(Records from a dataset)
-- -- --
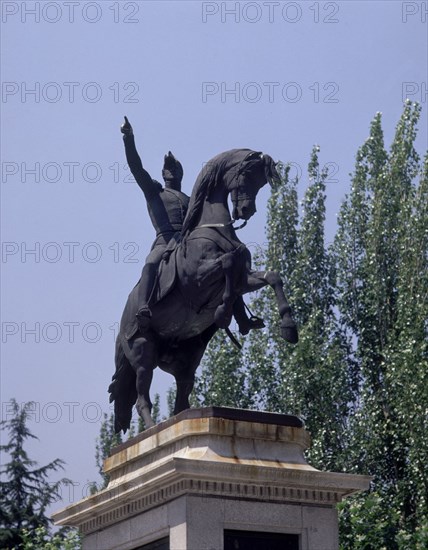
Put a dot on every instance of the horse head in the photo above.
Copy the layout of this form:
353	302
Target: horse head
240	173
250	175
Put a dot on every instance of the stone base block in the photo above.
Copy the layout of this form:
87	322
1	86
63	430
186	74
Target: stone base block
214	479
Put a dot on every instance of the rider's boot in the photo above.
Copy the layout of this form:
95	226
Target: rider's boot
245	323
143	316
147	281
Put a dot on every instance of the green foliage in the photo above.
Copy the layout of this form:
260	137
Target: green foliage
384	308
359	374
108	439
40	539
104	444
25	489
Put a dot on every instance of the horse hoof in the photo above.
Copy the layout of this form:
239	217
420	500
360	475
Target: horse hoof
144	413
223	316
290	334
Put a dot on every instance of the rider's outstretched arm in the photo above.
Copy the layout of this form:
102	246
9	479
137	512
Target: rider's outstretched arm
142	177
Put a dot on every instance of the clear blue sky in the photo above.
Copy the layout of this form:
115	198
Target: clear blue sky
195	78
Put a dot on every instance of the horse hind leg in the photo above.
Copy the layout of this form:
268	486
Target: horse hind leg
223	313
122	390
144	353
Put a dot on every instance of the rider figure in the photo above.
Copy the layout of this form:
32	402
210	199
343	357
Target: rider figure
167	209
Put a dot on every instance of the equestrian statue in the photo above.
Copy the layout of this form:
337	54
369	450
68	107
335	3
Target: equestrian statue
194	277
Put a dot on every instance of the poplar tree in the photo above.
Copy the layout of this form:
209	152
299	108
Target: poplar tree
381	256
25	492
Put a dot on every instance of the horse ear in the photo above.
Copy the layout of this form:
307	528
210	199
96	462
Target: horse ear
271	172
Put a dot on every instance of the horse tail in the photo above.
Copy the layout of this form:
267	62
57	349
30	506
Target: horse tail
123	391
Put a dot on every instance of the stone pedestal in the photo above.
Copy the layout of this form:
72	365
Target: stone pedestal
214	479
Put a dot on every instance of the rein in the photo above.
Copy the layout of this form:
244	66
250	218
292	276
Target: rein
224	225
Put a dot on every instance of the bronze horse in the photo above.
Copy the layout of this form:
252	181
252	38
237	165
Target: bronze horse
198	283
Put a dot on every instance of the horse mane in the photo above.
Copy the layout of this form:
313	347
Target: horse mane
232	163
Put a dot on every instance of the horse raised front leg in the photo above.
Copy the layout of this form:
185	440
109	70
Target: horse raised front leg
144	355
288	326
223	313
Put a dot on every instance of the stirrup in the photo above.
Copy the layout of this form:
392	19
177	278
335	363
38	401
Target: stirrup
143	316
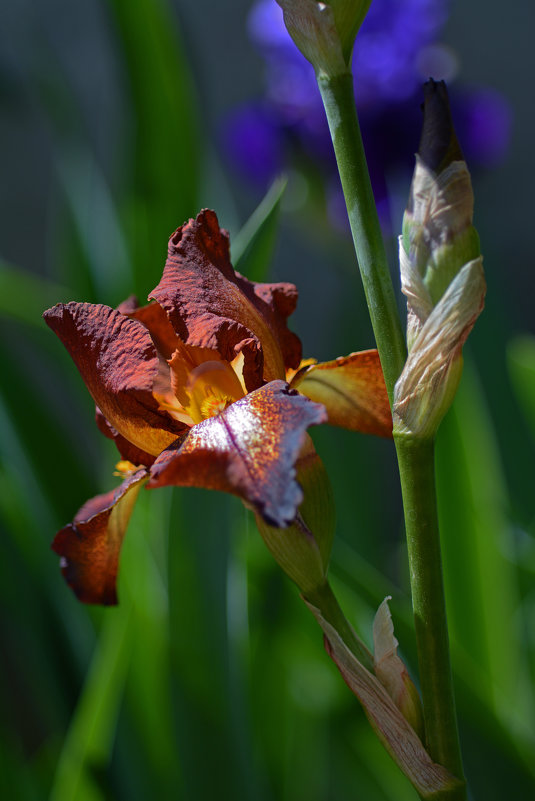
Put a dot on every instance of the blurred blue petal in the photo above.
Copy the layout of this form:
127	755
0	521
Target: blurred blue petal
395	49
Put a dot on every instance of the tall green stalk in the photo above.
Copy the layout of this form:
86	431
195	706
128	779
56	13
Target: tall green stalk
339	101
415	457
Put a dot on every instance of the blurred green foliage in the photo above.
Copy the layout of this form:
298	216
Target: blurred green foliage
209	680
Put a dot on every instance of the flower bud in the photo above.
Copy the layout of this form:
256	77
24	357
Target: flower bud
325	31
303	549
441	273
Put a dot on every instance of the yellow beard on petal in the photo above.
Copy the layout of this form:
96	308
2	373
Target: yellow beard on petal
199	384
212	387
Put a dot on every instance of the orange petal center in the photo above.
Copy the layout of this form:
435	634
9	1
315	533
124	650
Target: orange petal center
212	386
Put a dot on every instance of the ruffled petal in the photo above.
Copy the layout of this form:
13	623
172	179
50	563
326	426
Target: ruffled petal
211	306
89	546
353	391
118	363
156	321
249	450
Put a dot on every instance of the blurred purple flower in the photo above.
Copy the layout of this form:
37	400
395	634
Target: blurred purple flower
396	50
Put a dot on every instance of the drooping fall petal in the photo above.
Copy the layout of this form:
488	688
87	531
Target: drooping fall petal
211	306
249	450
353	391
129	453
90	545
118	363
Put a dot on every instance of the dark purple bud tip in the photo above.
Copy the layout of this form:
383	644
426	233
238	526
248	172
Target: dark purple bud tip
438	144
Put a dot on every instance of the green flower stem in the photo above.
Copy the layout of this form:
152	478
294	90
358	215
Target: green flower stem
416	460
339	101
324	599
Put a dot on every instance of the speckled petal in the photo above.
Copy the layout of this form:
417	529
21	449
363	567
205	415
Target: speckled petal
212	306
353	391
89	546
118	362
250	450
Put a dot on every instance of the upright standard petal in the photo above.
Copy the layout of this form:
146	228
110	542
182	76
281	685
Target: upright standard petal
353	391
212	306
118	363
250	450
89	546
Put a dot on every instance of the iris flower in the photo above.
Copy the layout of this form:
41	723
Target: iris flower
203	387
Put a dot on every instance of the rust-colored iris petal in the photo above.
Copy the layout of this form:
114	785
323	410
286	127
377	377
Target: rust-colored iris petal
212	306
128	451
156	320
89	546
118	362
250	450
353	391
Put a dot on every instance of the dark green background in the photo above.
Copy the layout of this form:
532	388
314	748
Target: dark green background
209	680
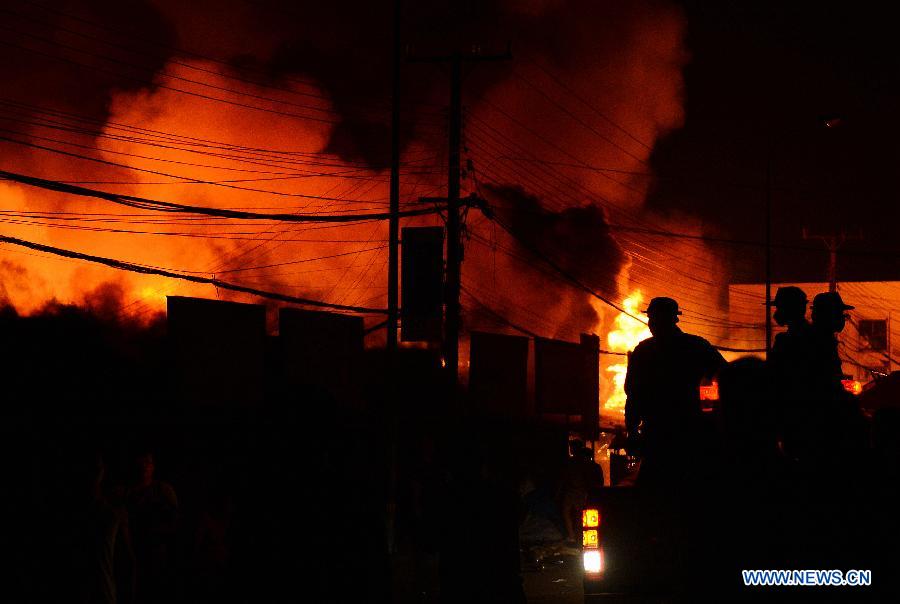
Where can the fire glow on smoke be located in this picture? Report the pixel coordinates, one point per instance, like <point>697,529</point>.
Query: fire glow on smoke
<point>626,333</point>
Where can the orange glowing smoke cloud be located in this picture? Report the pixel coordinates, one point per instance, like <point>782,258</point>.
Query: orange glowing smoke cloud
<point>203,244</point>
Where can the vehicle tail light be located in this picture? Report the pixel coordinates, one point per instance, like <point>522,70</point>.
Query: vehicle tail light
<point>590,518</point>
<point>852,386</point>
<point>593,561</point>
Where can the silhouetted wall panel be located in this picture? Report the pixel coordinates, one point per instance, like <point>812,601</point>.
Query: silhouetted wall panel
<point>498,373</point>
<point>217,350</point>
<point>321,350</point>
<point>567,378</point>
<point>421,285</point>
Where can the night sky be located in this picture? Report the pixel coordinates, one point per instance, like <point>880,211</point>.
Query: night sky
<point>774,70</point>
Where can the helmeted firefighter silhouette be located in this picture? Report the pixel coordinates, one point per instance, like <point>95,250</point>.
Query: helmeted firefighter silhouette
<point>663,410</point>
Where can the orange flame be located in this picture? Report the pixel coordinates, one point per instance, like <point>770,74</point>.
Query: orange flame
<point>627,333</point>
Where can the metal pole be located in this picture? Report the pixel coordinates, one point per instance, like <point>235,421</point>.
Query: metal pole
<point>454,242</point>
<point>394,222</point>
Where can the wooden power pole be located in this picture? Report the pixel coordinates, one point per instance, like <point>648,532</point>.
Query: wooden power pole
<point>452,286</point>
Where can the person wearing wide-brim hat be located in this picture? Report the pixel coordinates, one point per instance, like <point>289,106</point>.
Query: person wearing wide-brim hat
<point>791,349</point>
<point>829,317</point>
<point>662,386</point>
<point>791,363</point>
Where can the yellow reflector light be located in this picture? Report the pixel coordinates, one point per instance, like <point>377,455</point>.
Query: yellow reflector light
<point>710,393</point>
<point>593,561</point>
<point>852,386</point>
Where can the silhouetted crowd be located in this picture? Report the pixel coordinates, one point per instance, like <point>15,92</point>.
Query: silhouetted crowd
<point>790,474</point>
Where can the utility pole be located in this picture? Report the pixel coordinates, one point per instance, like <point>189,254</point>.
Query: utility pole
<point>454,231</point>
<point>394,222</point>
<point>832,243</point>
<point>452,286</point>
<point>768,248</point>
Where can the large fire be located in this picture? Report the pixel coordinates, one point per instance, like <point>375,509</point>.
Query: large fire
<point>627,332</point>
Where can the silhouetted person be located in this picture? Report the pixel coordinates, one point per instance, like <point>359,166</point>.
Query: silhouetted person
<point>829,318</point>
<point>153,513</point>
<point>790,364</point>
<point>662,386</point>
<point>791,349</point>
<point>833,427</point>
<point>580,478</point>
<point>92,541</point>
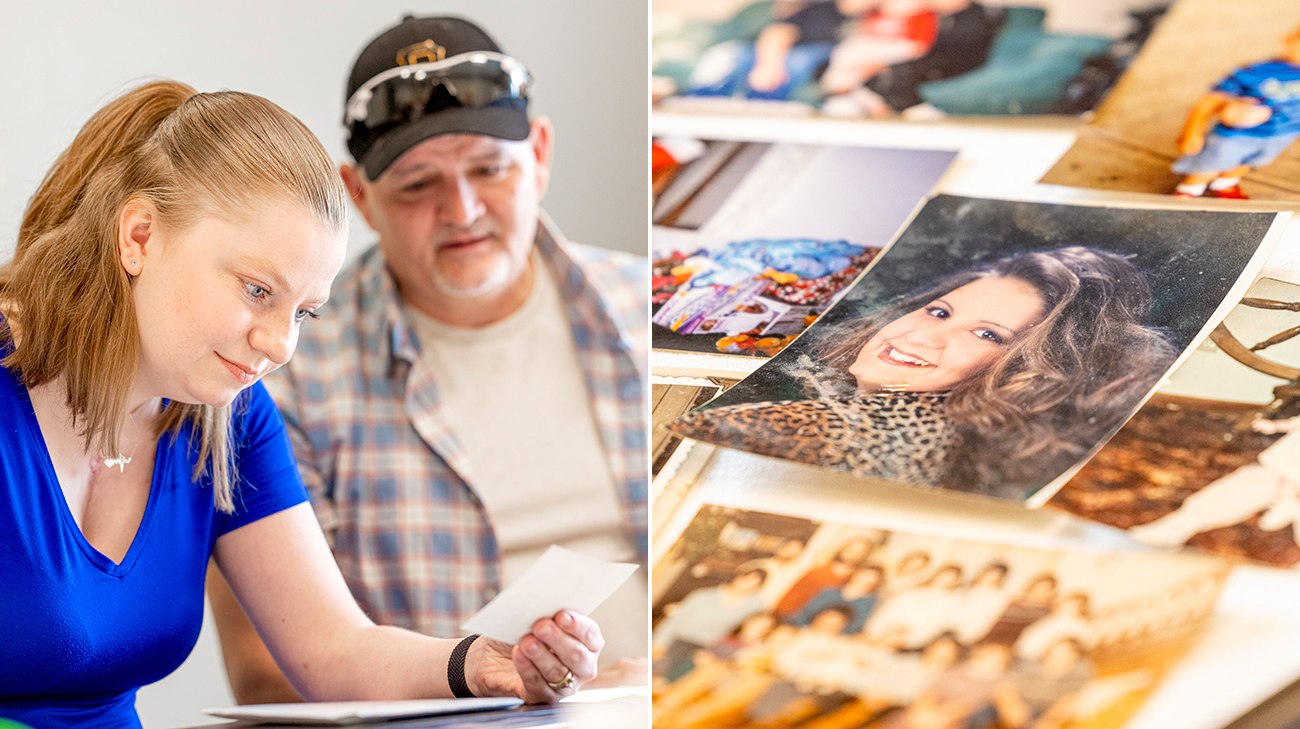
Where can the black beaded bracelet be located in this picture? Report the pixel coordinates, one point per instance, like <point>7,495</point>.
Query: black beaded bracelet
<point>456,669</point>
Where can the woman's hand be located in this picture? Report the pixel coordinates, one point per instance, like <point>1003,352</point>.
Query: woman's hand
<point>566,643</point>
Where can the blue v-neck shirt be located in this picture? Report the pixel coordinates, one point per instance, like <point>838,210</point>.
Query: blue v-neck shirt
<point>78,633</point>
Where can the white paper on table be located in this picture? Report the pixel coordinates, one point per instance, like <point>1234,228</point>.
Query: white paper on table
<point>332,714</point>
<point>559,580</point>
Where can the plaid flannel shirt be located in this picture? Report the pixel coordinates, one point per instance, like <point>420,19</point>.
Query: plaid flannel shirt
<point>384,469</point>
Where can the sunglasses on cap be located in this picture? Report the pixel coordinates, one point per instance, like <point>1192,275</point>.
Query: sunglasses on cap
<point>401,95</point>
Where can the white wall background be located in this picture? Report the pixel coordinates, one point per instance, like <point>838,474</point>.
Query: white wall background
<point>60,60</point>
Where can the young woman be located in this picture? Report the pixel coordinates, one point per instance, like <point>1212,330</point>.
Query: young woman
<point>995,381</point>
<point>164,265</point>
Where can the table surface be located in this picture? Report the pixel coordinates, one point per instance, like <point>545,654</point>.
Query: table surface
<point>623,710</point>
-- -- --
**Requirement**:
Your output should be an exact copy of the lines from the one containing "Where can the white wall" through the last line of the data above.

**Reply to the exercise**:
Where can the white wall background be located in this picture? Report the pixel coordinates, one point per instance, like <point>838,474</point>.
Query: white wall background
<point>60,60</point>
Where can the young woman be located in this picture? Report the pixel coordinates, one point per instance, like <point>1212,330</point>.
Query: young woman
<point>995,381</point>
<point>164,265</point>
Where can the table surface be located in this picture? Report the pixel coordinates, one point per instance, like <point>545,654</point>.
Query: table surface
<point>623,710</point>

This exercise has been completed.